Exercises to complete:
1. Extract from the CIPN meta-analysis text the portion that begins at the words "Five outcomes of" and stops after "and without CIPN.".
2. Continue the CIPN meta-analysis text from the point at which it stops.

Exercise passage:
┄┄┄┄┄┄┄┄┄┄

Three studies involving 875 participants used the TUG test. The TUG test is simple and can be easily performed to assess a person’s mobility and fall risk, and evaluates both static and dynamic balance.³⁹ The meta-analysis results suggested that the TUG time was significantly longer in the CIPN group than in the non-CIPN group (SMD = 0.79, 95% CIs = 0.41 to 1.17, P < .0001, I² = 73%) (Figure 3D). Two studies involving 58 participants demonstrated that the Activities-specific Balance Confidence Scale score was not significantly different between the CIPN and non-CIPN groups (SMD = 0.79, 95% CIs = 0.41 to 1.17, P = .09, I² = 73%) (Figure 3E). Three studies involving 875 participants used the Fullerton Advanced Balance scale to evaluate participants. The meta-analysis results revealed that the Fullerton Advanced Balance scale score was significantly lower in the CIPN group than in the non-CIPN group (SMD = −0.81, 95% CIs = −1.27 to −0.36, P = .005, I² = 81%) (Figure 3F).

Other physical function outcomes

Five outcomes of physical function (leg press test, SPPB, frequency balance trouble, 6MWT, physical activity) had insufficient data for a quantitative meta-analysis. A summary of the results showed that the CIPN group had lower SPPB scores, higher frequency balance trouble scores, shorter 6MWT, and lower physical activity, than the non-CIPN group. The leg press test scores were not significantly different between patients with and without CIPN.

Discussion

The present systematic review and meta-analysis showed that CIPN can affect the risk of falls and physical function in patients with cancer. Patients with CIPN had a significantly higher risk of falls than those without CIPN. In addition, the group with CIPN had worse chair stand test results and significantly lower grip strength. Regarding balance function, patients with CIPN had a significantly longer TUG and significantly lower Fullerton Advanced Balance scale score than those without CIPN. However, the Activities-specific Balance Confidence scale score was not significantly different between the 2 groups. Furthermore, gait speed was not significantly different between the CIPN and non-CIPN groups.

Three studies have investigated the relationship between CIPN and falls in patients with cancer. CIPN was significantly associated with the risk of falls in patients with cancer in our meta-analysis. Previous studies have reported that patients with diabetic peripheral neuropathy have a higher risk of falling than those without diabetic peripheral neuropathy.⁴⁰ Our meta-analysis yielded similar results, and CIPN may be one of the major factors involved in falls. Falls among patients with CIPN have been attributed to sensory and motor impairments,^25,26 muscle weakness,⁴¹ reduced gait ability,⁴¹ and balance dysfunction.⁴¹ Sensory and motor impairments due to CIPN may cause gait and balance problems, ultimately increasing the risk of falls in patients with cancer.

┄┄┄┄┄┄┄┄┄┄

Dataset entries:
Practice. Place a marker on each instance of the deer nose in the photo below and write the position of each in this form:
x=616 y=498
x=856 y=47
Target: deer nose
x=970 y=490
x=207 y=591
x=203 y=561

┄┄┄┄┄┄┄┄┄┄

Numbered answers:
1.
Five outcomes of physical function (leg press test, SPPB, frequency balance trouble, 6MWT, physical activity) had insufficient data for a quantitative meta-analysis. A summary of the results showed that the CIPN group had lower SPPB scores, higher frequency balance trouble scores, shorter 6MWT, and lower physical activity, than the non-CIPN group. The leg press test scores were not significantly different between patients with and without CIPN.

2.
CIPN was also found to affect muscle strength in patients with cancer in this meta-analysis. The chair stand test score reflects the lower extremity muscle strength,⁴² while grip strength reflects the overall muscle strength, not only the upper extremity muscle strength.⁴³ Patients with CIPN may have muscle atrophy in the lower extremities and the entire body. A previous study reported that patients with diabetic polyneuropathy have decreased lower extremity muscle strength compared to patients without diabetic polyneuropathy.⁴⁴ Other studies have shown that patients with chronic inflammatory demyelinating polyneuropathy also have decreased upper and lower extremity muscle strength compared to age- and sex-matched healthy controls.⁴⁵ Similar findings may be observed in patients with CIPN. However, no significant difference was observed between patients with and without CIPN with respect to the leg press test scores, a measure of lower limb muscle strength. This finding suggests that CIPN tends to occur distally. Therefore, the effect of CIPN on proximal lower extremity muscles is considered less substantial than that on distal muscles. Indeed, the effect size for grip strength was larger than that for the chair stand test in the present study, confirming that CIPN has a greater influence on distal than on proximal muscles. These findings suggest that grip strength (i.e., distal muscle strength) is a better indicator of muscle strength in patients with CIPN than the chair stand test score.

In our systematic review, 4 of the included studies investigated the relationship between CIPN and balance function in patients with cancer. In the meta-analysis, the TUG time was significantly longer in the group with CIPN than in the group without CIPN. In addition, the Fullerton Advanced Balance scale score was also significantly lower in the group with CIPN. However, the Activities-specific Balance Confidence scale score showed no significant difference. Among balance functions, the TUG test assesses mobility, balance, and fall risk,³⁹ while the Fullerton Advanced Balance scale measures mixed balance ability, including rotation and one-legged standing.^46,47 The Activities-specific Balance Confidence Scale measures balance confidence while performing various activities, such as walking around the house, sweeping the floor, or walking through a crowded shopping mall.⁴⁸ Thus, although CIPN decreases balance function, it may not affect the balance confidence of patients with cancer.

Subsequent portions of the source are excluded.